**What is required**
Which lines in the entries below contain the word "tall"? Find each one and copy it out.

**Data records**
□ □ □

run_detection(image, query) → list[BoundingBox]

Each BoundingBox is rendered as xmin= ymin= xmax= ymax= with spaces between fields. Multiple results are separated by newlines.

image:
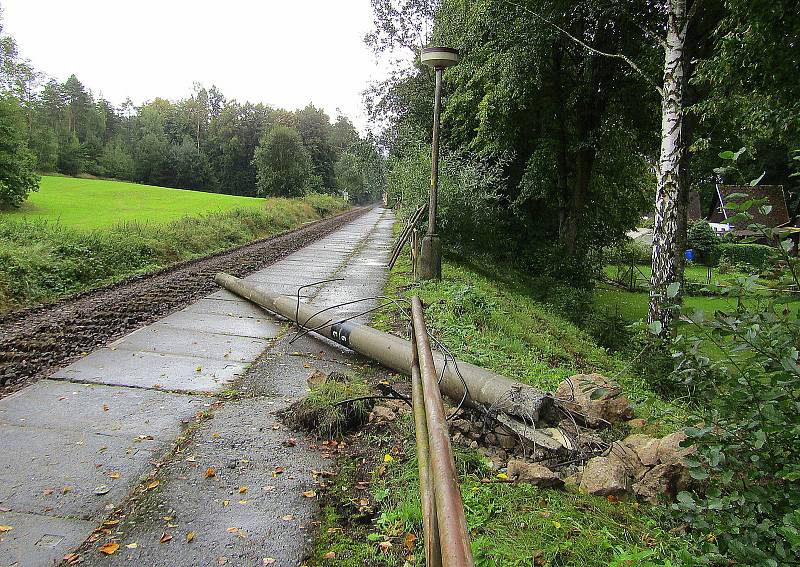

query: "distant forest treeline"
xmin=0 ymin=11 xmax=384 ymax=201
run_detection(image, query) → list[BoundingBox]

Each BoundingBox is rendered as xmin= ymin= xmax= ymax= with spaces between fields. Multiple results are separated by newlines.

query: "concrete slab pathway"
xmin=0 ymin=209 xmax=393 ymax=566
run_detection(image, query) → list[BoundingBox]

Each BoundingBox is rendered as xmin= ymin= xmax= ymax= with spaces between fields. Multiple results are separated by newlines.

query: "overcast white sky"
xmin=0 ymin=0 xmax=396 ymax=130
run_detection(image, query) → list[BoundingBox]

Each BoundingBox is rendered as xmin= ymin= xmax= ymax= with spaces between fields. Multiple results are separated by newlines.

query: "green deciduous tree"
xmin=0 ymin=98 xmax=39 ymax=209
xmin=253 ymin=124 xmax=312 ymax=197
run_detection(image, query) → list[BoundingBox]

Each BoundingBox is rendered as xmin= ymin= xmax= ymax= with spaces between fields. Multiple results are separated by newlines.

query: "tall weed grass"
xmin=0 ymin=194 xmax=347 ymax=313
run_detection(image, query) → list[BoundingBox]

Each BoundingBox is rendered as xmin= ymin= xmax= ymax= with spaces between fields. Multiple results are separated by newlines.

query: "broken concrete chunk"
xmin=633 ymin=464 xmax=688 ymax=504
xmin=555 ymin=374 xmax=633 ymax=427
xmin=622 ymin=433 xmax=660 ymax=467
xmin=580 ymin=457 xmax=632 ymax=498
xmin=508 ymin=459 xmax=564 ymax=488
xmin=658 ymin=431 xmax=697 ymax=464
xmin=369 ymin=406 xmax=397 ymax=422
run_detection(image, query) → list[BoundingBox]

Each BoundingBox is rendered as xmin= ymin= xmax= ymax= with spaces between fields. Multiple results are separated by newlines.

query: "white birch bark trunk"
xmin=648 ymin=0 xmax=686 ymax=332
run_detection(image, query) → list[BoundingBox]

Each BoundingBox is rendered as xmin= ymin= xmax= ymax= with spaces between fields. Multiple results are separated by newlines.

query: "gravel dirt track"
xmin=0 ymin=207 xmax=370 ymax=397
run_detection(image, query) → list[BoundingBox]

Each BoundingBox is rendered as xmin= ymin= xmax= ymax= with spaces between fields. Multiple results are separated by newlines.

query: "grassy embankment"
xmin=0 ymin=176 xmax=346 ymax=313
xmin=594 ymin=265 xmax=800 ymax=322
xmin=310 ymin=246 xmax=687 ymax=567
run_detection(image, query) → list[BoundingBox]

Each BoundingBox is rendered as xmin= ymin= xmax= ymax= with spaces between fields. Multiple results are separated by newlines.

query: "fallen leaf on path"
xmin=98 ymin=541 xmax=119 ymax=555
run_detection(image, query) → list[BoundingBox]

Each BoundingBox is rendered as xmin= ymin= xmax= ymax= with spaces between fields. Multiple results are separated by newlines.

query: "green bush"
xmin=712 ymin=242 xmax=779 ymax=271
xmin=686 ymin=219 xmax=720 ymax=263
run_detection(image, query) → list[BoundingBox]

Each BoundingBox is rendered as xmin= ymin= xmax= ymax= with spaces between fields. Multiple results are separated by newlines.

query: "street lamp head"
xmin=419 ymin=47 xmax=458 ymax=69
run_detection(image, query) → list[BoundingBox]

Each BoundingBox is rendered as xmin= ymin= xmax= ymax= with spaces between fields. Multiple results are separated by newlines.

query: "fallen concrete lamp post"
xmin=215 ymin=273 xmax=554 ymax=424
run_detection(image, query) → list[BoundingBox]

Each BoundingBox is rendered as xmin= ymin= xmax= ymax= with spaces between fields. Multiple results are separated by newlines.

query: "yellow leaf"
xmin=98 ymin=541 xmax=119 ymax=555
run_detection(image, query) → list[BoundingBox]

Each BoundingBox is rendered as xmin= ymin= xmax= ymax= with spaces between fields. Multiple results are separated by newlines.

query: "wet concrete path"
xmin=0 ymin=208 xmax=393 ymax=566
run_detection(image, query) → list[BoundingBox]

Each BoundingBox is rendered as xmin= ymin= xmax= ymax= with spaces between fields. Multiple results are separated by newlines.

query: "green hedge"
xmin=712 ymin=242 xmax=778 ymax=270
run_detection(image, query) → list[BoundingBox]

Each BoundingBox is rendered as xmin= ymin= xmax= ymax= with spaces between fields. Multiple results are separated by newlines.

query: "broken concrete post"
xmin=215 ymin=273 xmax=553 ymax=423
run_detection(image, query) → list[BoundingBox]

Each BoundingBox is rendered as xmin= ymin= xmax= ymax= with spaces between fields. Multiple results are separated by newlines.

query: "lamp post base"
xmin=417 ymin=235 xmax=442 ymax=280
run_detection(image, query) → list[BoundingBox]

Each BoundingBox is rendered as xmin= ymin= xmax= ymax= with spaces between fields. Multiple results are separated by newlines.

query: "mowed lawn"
xmin=0 ymin=175 xmax=264 ymax=230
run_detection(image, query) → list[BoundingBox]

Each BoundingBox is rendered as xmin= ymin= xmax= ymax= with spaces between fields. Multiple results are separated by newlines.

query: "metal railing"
xmin=411 ymin=296 xmax=474 ymax=567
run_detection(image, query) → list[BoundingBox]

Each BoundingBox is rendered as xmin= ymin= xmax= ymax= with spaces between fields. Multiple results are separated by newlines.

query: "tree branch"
xmin=503 ymin=0 xmax=664 ymax=97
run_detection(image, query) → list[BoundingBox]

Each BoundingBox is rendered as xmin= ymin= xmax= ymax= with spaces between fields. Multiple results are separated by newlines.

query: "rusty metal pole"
xmin=411 ymin=296 xmax=475 ymax=567
xmin=411 ymin=328 xmax=442 ymax=567
xmin=215 ymin=273 xmax=553 ymax=423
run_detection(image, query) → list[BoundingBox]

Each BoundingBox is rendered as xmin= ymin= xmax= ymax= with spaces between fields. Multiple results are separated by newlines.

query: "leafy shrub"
xmin=387 ymin=145 xmax=505 ymax=253
xmin=686 ymin=219 xmax=719 ymax=263
xmin=713 ymin=242 xmax=779 ymax=271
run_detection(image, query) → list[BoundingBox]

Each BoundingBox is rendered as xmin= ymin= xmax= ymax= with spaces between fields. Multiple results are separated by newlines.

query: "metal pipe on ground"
xmin=411 ymin=329 xmax=442 ymax=567
xmin=411 ymin=296 xmax=475 ymax=567
xmin=215 ymin=273 xmax=553 ymax=423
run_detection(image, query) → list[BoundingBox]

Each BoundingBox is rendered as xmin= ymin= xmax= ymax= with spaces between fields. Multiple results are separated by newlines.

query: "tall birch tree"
xmin=647 ymin=0 xmax=688 ymax=332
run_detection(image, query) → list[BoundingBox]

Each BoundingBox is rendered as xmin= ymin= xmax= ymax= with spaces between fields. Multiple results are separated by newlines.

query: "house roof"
xmin=708 ymin=185 xmax=790 ymax=231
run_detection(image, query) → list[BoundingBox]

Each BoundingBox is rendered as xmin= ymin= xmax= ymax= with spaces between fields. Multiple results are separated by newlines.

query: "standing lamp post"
xmin=417 ymin=47 xmax=458 ymax=280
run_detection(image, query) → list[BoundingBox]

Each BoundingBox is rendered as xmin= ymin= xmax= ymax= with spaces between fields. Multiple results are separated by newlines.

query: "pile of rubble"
xmin=370 ymin=374 xmax=692 ymax=503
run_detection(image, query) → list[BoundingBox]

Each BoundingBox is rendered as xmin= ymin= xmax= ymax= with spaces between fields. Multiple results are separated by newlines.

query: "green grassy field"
xmin=0 ymin=177 xmax=347 ymax=313
xmin=0 ymin=175 xmax=264 ymax=230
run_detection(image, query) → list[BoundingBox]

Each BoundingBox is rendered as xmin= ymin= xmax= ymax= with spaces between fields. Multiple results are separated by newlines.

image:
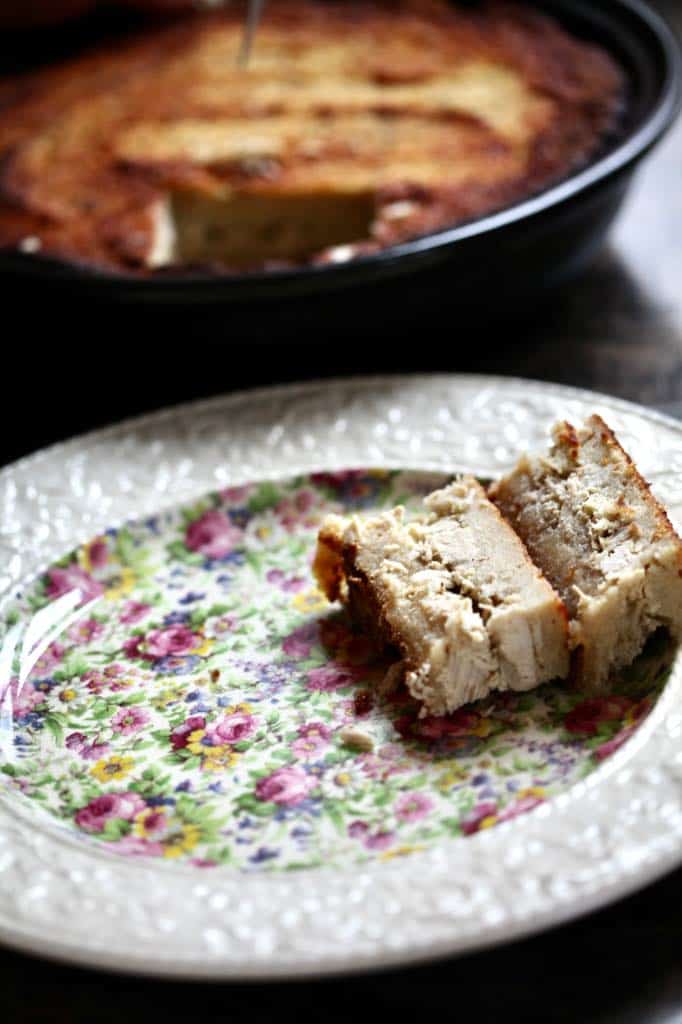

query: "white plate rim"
xmin=0 ymin=375 xmax=682 ymax=980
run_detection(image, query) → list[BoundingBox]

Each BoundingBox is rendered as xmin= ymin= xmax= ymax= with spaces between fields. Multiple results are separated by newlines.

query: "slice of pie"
xmin=491 ymin=416 xmax=682 ymax=692
xmin=0 ymin=0 xmax=624 ymax=273
xmin=314 ymin=477 xmax=568 ymax=715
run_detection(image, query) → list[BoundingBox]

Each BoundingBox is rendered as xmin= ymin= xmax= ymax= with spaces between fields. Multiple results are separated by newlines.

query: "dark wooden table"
xmin=0 ymin=0 xmax=682 ymax=1024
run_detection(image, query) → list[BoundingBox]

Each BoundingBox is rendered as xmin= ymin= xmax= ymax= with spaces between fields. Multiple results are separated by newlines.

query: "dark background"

□ □ □

**Solution**
query: "tall weed grass"
query: "tall birch tree"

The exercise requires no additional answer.